[Saved data entries]
· · ·
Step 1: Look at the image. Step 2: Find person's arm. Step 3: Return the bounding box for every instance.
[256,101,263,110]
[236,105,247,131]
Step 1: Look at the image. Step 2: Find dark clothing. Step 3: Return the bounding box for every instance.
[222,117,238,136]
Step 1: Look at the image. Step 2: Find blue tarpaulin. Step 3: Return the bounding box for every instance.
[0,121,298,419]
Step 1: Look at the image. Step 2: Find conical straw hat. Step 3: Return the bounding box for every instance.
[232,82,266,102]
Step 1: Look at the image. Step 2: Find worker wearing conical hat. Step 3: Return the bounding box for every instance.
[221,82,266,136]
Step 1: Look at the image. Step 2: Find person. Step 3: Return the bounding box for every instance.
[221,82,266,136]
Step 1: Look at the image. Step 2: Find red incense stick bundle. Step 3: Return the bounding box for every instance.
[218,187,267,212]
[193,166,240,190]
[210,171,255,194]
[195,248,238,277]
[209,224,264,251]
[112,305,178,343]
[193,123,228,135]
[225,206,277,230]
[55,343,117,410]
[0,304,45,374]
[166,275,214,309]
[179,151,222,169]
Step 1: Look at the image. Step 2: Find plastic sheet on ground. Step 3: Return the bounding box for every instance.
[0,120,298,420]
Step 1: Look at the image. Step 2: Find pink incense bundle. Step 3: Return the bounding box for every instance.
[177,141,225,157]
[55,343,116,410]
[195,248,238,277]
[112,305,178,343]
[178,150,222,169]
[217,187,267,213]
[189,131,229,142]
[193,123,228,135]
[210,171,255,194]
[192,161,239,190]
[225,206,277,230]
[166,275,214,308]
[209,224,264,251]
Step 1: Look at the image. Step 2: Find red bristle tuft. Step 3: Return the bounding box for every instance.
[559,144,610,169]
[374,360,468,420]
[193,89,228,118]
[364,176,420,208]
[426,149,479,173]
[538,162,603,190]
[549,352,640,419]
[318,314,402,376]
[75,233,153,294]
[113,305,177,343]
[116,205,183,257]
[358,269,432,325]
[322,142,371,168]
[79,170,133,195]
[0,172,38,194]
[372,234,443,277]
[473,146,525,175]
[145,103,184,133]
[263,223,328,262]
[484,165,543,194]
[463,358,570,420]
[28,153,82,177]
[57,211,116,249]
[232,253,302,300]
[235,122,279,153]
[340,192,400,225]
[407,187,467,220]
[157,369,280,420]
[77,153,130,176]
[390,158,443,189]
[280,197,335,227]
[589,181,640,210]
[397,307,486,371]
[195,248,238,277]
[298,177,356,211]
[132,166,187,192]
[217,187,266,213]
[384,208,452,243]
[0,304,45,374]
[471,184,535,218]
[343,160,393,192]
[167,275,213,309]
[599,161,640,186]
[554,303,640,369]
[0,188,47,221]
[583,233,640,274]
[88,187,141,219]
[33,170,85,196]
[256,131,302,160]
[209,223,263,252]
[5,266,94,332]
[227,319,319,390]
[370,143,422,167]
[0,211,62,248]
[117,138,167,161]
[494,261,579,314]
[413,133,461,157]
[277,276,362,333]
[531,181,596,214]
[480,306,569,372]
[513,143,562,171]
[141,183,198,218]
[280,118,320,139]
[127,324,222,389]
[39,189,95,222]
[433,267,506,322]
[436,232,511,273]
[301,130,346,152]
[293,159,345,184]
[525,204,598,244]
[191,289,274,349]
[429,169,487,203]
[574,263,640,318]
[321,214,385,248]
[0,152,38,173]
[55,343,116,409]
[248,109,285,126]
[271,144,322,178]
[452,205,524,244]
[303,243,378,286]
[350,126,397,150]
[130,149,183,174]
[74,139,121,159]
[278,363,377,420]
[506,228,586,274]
· · ·
# EXERCISE GOAL:
Reproduce each line, exactly as it appears, from the one that contains "Step 1: Look at the image. Step 2: Find red bristle" through the last line of the records. Add no other lines.

# RESULT BELOW:
Step 1: Look at the image. Step 2: Find red bristle tuft. Step 3: Return the bounding box for every instance.
[559,144,610,169]
[374,360,468,420]
[193,89,228,118]
[364,176,420,208]
[426,149,479,173]
[538,162,603,190]
[549,352,640,419]
[318,314,402,376]
[75,233,153,294]
[113,305,177,343]
[116,205,183,257]
[358,269,432,325]
[322,142,371,168]
[79,170,133,195]
[0,172,38,194]
[372,234,443,277]
[473,146,525,175]
[145,103,184,133]
[263,223,328,262]
[484,165,543,194]
[463,358,570,420]
[28,153,82,177]
[57,211,116,249]
[232,253,302,300]
[235,122,279,153]
[340,192,400,225]
[407,187,467,220]
[157,369,280,420]
[77,153,130,176]
[390,158,443,189]
[280,197,335,227]
[589,181,640,210]
[397,307,486,371]
[195,248,238,277]
[298,177,356,211]
[132,166,187,192]
[217,187,266,213]
[384,208,452,243]
[0,304,45,374]
[471,184,535,218]
[343,160,393,192]
[167,275,213,309]
[599,161,640,186]
[554,303,640,369]
[0,188,47,221]
[583,233,640,274]
[88,187,141,219]
[33,170,85,196]
[256,131,302,160]
[209,223,263,252]
[5,266,94,332]
[227,319,319,390]
[370,143,422,167]
[0,211,62,248]
[117,138,167,161]
[494,261,579,314]
[413,133,461,157]
[277,276,362,333]
[531,181,596,214]
[480,306,569,372]
[513,143,562,171]
[141,183,198,218]
[280,118,320,139]
[127,324,222,389]
[39,189,95,222]
[433,267,506,322]
[436,232,511,273]
[301,130,346,152]
[293,159,345,184]
[525,204,598,244]
[191,289,274,349]
[429,169,487,203]
[574,263,640,318]
[321,214,385,248]
[0,152,38,173]
[55,343,116,409]
[248,109,285,126]
[271,144,322,178]
[452,205,524,244]
[303,243,378,286]
[350,126,397,150]
[130,149,183,174]
[74,139,121,159]
[278,363,377,420]
[506,228,586,274]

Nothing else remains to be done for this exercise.